▶ [SELECTED PASSAGE]
What is the Real Coronavirus Death Toll in the US?
What's the Real Story?
Unfortunately, the answer is crystal clear: The Coronavirus Death Toll in the United States is dramatically understated.
A New York Times analysis of estimates from the Centers for Disease Control and Prevention shows just how many lives are being lost in the pandemic, as some people die from the virus itself and others from the upheaval it has brought.
Nationwide, 200,700 more people have died than usual from March 15 to July 25, according to C.D.C. estimates, which adjust current death records to account for typical reporting lags. That number is 54,000 higher than the official count of coronavirus deaths for that period. Higher-than-normal death rates are now widespread across the country; only Alaska, Hawaii, Maine and West Virginia show numbers that look similar to recent years.
Our analysis examines deaths from all causes — not just confirmed cases of coronavirus — beginning in mid-March when the virus took hold. That allows comparisons that don’t depend on the availability of coronavirus tests in a given place or on the accuracy of cause-of-death reporting.

▶ [TASK PROMPT]
Continue the article above about the true U.S. coronavirus death toll, beginning right after its final paragraph.

▶ [SUPPLIED DATA]
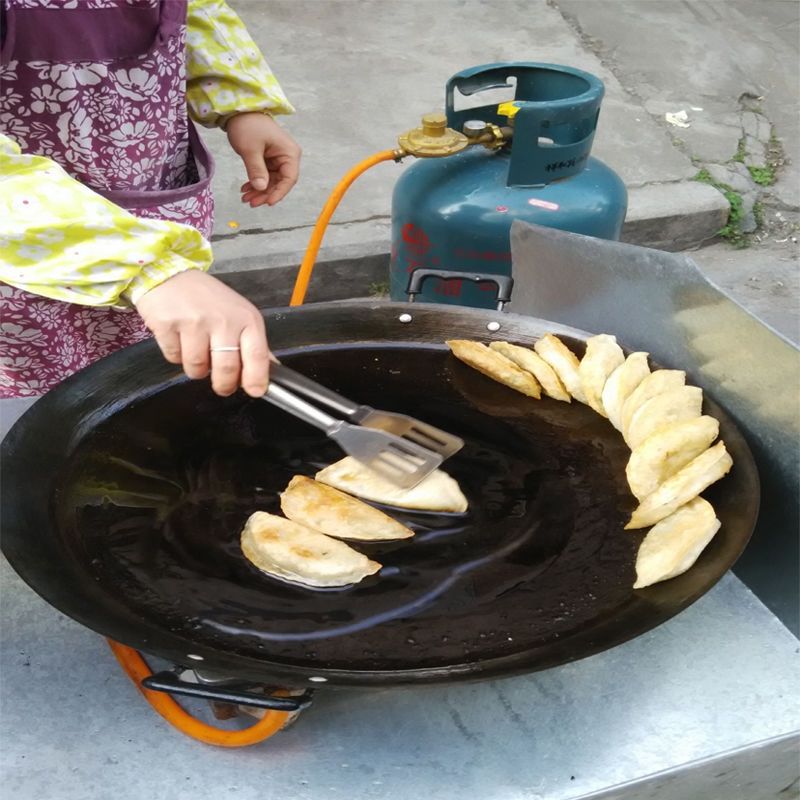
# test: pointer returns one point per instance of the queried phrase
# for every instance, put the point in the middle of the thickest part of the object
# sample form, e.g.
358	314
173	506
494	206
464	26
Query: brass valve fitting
433	139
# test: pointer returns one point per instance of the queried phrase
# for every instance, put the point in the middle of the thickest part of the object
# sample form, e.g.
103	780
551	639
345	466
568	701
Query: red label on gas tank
416	239
535	201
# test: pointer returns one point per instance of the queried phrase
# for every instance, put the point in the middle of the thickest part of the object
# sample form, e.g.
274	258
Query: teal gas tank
454	213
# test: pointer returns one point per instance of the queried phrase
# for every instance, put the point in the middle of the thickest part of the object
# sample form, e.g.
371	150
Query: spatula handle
311	389
296	406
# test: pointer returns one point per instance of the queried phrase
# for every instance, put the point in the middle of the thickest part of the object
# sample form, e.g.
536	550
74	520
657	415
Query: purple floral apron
98	86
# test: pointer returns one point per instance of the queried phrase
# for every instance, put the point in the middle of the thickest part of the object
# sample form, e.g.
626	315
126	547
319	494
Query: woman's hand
271	157
192	314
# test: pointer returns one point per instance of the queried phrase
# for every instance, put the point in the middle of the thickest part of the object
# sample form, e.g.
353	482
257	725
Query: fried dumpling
438	492
622	381
682	487
531	361
563	361
662	410
603	355
674	544
658	382
495	366
285	549
661	455
329	511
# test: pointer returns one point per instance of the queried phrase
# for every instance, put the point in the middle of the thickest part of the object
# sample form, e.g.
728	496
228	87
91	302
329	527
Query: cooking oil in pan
541	553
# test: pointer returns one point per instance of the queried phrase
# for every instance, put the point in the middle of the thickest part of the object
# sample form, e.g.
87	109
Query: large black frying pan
125	489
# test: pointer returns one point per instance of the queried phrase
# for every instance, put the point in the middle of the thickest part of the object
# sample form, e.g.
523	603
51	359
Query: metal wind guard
661	303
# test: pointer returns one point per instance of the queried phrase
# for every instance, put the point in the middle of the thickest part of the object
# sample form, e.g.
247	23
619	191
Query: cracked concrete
360	73
733	66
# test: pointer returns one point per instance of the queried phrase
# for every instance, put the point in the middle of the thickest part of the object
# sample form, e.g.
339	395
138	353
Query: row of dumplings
673	458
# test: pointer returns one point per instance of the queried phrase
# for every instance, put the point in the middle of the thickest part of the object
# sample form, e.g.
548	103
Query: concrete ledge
263	266
674	216
340	273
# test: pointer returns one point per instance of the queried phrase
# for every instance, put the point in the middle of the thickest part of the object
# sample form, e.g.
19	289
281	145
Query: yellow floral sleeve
61	240
225	71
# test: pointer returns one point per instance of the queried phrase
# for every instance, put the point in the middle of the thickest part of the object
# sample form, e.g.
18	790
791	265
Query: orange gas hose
130	660
310	257
137	670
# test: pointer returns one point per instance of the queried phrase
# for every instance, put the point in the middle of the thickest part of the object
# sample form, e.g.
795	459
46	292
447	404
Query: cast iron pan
126	488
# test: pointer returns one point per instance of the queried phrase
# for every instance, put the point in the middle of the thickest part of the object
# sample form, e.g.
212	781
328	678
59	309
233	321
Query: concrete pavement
361	72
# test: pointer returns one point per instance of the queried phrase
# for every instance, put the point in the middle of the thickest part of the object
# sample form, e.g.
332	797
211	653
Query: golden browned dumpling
285	549
658	382
563	361
664	409
603	355
622	381
674	544
437	492
532	362
495	366
661	455
682	487
334	513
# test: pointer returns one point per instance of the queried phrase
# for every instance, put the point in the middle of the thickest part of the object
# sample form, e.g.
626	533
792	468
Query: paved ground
360	72
733	67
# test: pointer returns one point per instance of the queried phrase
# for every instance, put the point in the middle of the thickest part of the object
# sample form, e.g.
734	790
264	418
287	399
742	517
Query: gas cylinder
454	213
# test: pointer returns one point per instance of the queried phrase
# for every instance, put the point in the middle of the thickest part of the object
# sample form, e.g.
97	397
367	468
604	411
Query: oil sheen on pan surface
539	570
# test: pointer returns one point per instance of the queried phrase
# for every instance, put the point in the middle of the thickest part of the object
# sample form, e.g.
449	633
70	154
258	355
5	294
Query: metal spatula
399	448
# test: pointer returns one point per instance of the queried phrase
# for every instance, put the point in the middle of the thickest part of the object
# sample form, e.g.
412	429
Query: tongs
397	447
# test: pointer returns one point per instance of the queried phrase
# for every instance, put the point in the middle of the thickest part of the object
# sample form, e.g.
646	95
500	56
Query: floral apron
98	86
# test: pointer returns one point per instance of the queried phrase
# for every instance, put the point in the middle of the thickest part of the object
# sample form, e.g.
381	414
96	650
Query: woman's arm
61	240
226	73
230	85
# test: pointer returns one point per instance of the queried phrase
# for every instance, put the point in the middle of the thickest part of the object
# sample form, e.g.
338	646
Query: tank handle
554	126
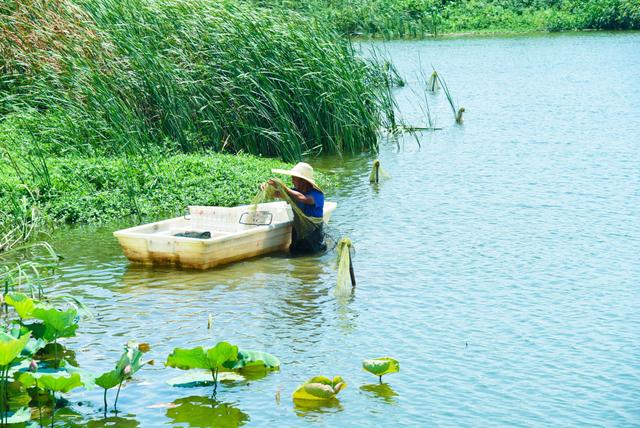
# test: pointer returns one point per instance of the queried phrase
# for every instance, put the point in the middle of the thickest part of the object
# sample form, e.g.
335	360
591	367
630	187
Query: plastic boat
236	233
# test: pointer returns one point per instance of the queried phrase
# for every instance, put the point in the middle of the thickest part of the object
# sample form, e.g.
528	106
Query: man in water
307	235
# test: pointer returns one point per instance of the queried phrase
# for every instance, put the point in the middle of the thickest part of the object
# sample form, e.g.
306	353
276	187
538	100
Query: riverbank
419	19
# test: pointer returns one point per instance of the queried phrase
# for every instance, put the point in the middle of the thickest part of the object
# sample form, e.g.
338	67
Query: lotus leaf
57	381
58	323
381	390
250	360
10	347
33	346
198	358
23	305
381	366
319	388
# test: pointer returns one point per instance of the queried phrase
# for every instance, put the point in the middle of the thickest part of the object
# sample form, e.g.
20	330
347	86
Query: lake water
499	264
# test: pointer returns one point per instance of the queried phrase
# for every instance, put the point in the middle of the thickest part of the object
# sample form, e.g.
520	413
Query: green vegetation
129	363
221	357
419	18
106	77
113	108
381	366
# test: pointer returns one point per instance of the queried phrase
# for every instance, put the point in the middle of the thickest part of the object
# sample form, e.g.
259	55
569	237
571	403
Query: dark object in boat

▶ [OUTPUT OF THE EXERCISE]
Through July 25, estimated excess deaths were about 37 percent higher than the official coronavirus fatality count. If this pattern holds, it would put the current death toll at more than 216,000 people.
Covid is the best explanation for the excess deaths.
Arguably hospitals were so flooded with Covid it impacted other ailments and/or fear of catching Covid caused people to not seek treatment for other diseases resulting in excess deaths.
But what percentage would one want to place on that?
The Real Number Range
If one assigned all excess deaths to Covid, the number would be 54,000. That's not likely.
I suspect at least 80% of those excess deaths were Covid-related.
That would make it the undercount at least 43,000 (as of July 25) and higher now.